* **Exercise prompt**: Please reproduce all of the entries exactly, without omitting any.

· · · · · · ·

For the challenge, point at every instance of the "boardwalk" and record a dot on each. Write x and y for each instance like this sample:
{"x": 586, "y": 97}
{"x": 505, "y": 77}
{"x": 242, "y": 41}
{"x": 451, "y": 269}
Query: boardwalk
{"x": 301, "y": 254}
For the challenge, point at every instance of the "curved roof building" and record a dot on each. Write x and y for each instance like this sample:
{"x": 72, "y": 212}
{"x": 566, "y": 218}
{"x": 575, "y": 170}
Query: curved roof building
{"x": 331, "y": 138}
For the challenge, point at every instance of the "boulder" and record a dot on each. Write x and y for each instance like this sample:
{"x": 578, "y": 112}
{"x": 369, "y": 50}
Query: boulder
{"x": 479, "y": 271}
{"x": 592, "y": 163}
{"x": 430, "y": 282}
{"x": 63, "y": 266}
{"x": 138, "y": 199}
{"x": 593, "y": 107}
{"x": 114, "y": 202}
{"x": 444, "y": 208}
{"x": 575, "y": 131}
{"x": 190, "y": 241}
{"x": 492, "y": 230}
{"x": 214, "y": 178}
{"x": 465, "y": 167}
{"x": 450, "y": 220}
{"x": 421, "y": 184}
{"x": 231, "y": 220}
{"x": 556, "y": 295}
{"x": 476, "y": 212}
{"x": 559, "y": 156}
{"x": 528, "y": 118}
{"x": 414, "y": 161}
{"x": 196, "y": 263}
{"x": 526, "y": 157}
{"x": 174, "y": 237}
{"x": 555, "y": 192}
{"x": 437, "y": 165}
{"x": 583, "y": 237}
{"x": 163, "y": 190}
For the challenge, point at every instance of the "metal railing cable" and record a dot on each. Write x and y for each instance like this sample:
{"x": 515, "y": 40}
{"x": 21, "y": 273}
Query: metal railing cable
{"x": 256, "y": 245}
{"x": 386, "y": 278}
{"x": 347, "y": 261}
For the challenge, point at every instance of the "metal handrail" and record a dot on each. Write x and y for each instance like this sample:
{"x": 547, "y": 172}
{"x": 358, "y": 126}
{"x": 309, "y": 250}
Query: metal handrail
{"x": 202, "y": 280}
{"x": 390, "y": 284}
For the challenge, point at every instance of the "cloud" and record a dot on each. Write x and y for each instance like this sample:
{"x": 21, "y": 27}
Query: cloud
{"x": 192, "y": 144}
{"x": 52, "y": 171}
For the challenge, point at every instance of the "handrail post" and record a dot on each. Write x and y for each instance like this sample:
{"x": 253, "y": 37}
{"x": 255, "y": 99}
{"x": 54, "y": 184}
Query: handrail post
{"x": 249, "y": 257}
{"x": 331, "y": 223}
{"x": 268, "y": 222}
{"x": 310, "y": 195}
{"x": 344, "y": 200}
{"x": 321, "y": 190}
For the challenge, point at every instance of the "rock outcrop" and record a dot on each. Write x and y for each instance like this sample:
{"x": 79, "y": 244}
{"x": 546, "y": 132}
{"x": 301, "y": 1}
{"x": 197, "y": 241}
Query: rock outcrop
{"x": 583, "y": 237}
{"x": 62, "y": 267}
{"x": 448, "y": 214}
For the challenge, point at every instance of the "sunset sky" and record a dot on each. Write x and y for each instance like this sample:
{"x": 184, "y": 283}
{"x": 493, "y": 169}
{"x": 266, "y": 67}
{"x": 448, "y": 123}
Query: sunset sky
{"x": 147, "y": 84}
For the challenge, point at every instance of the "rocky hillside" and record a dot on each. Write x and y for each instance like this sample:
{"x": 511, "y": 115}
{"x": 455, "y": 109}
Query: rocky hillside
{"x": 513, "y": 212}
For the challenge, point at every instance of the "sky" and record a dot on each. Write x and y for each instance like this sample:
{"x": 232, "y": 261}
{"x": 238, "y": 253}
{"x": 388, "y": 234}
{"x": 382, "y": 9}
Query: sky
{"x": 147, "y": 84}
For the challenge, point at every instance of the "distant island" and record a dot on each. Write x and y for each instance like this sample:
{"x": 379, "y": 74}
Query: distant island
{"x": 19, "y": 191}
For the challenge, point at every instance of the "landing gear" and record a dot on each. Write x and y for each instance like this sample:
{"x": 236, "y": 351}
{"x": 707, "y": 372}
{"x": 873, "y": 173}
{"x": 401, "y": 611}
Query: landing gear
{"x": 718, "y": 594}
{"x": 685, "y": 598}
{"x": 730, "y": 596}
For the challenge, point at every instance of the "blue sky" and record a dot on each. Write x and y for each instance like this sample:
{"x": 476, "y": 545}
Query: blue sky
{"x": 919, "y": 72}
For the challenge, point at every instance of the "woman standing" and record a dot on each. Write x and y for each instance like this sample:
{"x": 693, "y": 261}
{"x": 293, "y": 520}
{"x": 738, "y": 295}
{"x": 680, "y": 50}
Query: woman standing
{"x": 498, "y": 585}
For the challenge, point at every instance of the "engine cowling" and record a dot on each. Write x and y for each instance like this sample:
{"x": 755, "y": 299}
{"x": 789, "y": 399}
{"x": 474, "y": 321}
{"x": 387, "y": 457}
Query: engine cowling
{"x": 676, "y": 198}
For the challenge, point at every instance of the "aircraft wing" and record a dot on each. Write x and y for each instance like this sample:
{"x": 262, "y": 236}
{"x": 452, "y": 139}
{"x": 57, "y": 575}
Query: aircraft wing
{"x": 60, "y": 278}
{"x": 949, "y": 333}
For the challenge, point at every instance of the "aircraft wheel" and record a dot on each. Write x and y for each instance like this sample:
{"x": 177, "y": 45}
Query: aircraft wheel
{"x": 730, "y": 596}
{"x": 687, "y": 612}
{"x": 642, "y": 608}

· · · · · · ·

* **Written solution**:
For the challenge, point at every instance of the "boardwalk" and record a dot on each. Write x and y for each instance like this sample:
{"x": 586, "y": 97}
{"x": 505, "y": 77}
{"x": 242, "y": 41}
{"x": 451, "y": 269}
Query: boardwalk
{"x": 301, "y": 254}
For the challenge, point at every instance of the "curved roof building" and record a dot on each. Write x and y for each instance like this sample:
{"x": 72, "y": 212}
{"x": 566, "y": 218}
{"x": 575, "y": 170}
Query: curved roof building
{"x": 331, "y": 138}
For the challenge, point at every instance of the "boulder" and record a dot on each. Write x and y for each instance like this sample:
{"x": 578, "y": 112}
{"x": 369, "y": 50}
Query: boulder
{"x": 479, "y": 271}
{"x": 592, "y": 163}
{"x": 430, "y": 282}
{"x": 63, "y": 266}
{"x": 138, "y": 199}
{"x": 593, "y": 107}
{"x": 114, "y": 202}
{"x": 444, "y": 208}
{"x": 575, "y": 131}
{"x": 190, "y": 241}
{"x": 492, "y": 230}
{"x": 214, "y": 178}
{"x": 465, "y": 167}
{"x": 450, "y": 220}
{"x": 421, "y": 184}
{"x": 231, "y": 220}
{"x": 556, "y": 295}
{"x": 476, "y": 212}
{"x": 559, "y": 156}
{"x": 528, "y": 118}
{"x": 414, "y": 161}
{"x": 196, "y": 263}
{"x": 526, "y": 157}
{"x": 174, "y": 237}
{"x": 555, "y": 192}
{"x": 437, "y": 165}
{"x": 583, "y": 237}
{"x": 163, "y": 190}
For the challenge, point at every instance of the "metal railing cable" and record a dot on each. Write x and y for each instance like this sample:
{"x": 515, "y": 40}
{"x": 21, "y": 273}
Query: metal railing cable
{"x": 256, "y": 245}
{"x": 386, "y": 278}
{"x": 347, "y": 261}
For the challenge, point at every instance of the "metal handrail" and record a dot on each. Write x and y for each instance like this sample:
{"x": 547, "y": 172}
{"x": 358, "y": 126}
{"x": 309, "y": 250}
Query: metal handrail
{"x": 202, "y": 280}
{"x": 390, "y": 284}
For the challenge, point at every instance of the "cloud" and record a dot on each. Write x and y for each instance like this sample:
{"x": 21, "y": 27}
Query: cloud
{"x": 192, "y": 144}
{"x": 52, "y": 171}
For the challenge, point at every instance of the "handrail post" and record a dot on each. Write x and y for each instance like this sample:
{"x": 253, "y": 37}
{"x": 255, "y": 99}
{"x": 54, "y": 184}
Query: handrail post
{"x": 249, "y": 257}
{"x": 331, "y": 223}
{"x": 268, "y": 222}
{"x": 310, "y": 195}
{"x": 344, "y": 200}
{"x": 321, "y": 190}
For the challenge, point at every instance of the "rock outcrop" and record a dot on each. Write x and y for each instance like this sample:
{"x": 79, "y": 244}
{"x": 546, "y": 132}
{"x": 301, "y": 1}
{"x": 197, "y": 241}
Query: rock outcrop
{"x": 583, "y": 237}
{"x": 62, "y": 267}
{"x": 448, "y": 214}
For the challenge, point at every instance of the "sunset sky" and record a dot on each. Write x and y for each instance like this sample:
{"x": 184, "y": 283}
{"x": 493, "y": 169}
{"x": 266, "y": 67}
{"x": 448, "y": 123}
Query: sunset sky
{"x": 147, "y": 84}
For the challenge, point at every instance of the "rocky hillside" and record a dot on each. Write x and y for each instance like this sample:
{"x": 511, "y": 115}
{"x": 455, "y": 109}
Query: rocky hillside
{"x": 513, "y": 212}
For the challenge, point at every instance of the "sky" and record a dot on each. Write x and y for each instance like this sample:
{"x": 232, "y": 261}
{"x": 238, "y": 253}
{"x": 388, "y": 234}
{"x": 382, "y": 9}
Query: sky
{"x": 147, "y": 84}
For the challenge, point at every instance of the "distant island" and record a dot on each. Write x and y for each instance like this sample:
{"x": 379, "y": 74}
Query: distant island
{"x": 19, "y": 191}
For the challenge, point at every instance of the "landing gear" and record a dot on each. Write x and y for each instance like this sample:
{"x": 236, "y": 351}
{"x": 707, "y": 372}
{"x": 873, "y": 173}
{"x": 401, "y": 611}
Query: landing gear
{"x": 718, "y": 594}
{"x": 685, "y": 598}
{"x": 730, "y": 596}
For the challenge, point at every instance of the "blue sky" and record a dot on each. Write x and y for each instance like this sample:
{"x": 476, "y": 545}
Query: blue sky
{"x": 919, "y": 72}
For the challenge, point at every instance of the "woman standing" and record a dot on each. Write x and y for each instance like this sample:
{"x": 693, "y": 261}
{"x": 293, "y": 520}
{"x": 738, "y": 295}
{"x": 680, "y": 50}
Query: woman standing
{"x": 498, "y": 585}
For the challenge, point at every instance of the "engine cowling" and record a dot on each. Write x and y for each instance like this sample:
{"x": 755, "y": 299}
{"x": 789, "y": 399}
{"x": 474, "y": 321}
{"x": 387, "y": 457}
Query: engine cowling
{"x": 676, "y": 198}
For the challenge, point at every instance of the "aircraft wing" and record a dot on each. Write x and y for each instance like this sample:
{"x": 262, "y": 236}
{"x": 452, "y": 139}
{"x": 57, "y": 575}
Query: aircraft wing
{"x": 60, "y": 278}
{"x": 949, "y": 333}
For the challenge, point at every instance of the "aircraft wheel" and record a dot on each. Write x and y for each instance like this sample:
{"x": 177, "y": 45}
Query: aircraft wheel
{"x": 730, "y": 596}
{"x": 687, "y": 612}
{"x": 642, "y": 608}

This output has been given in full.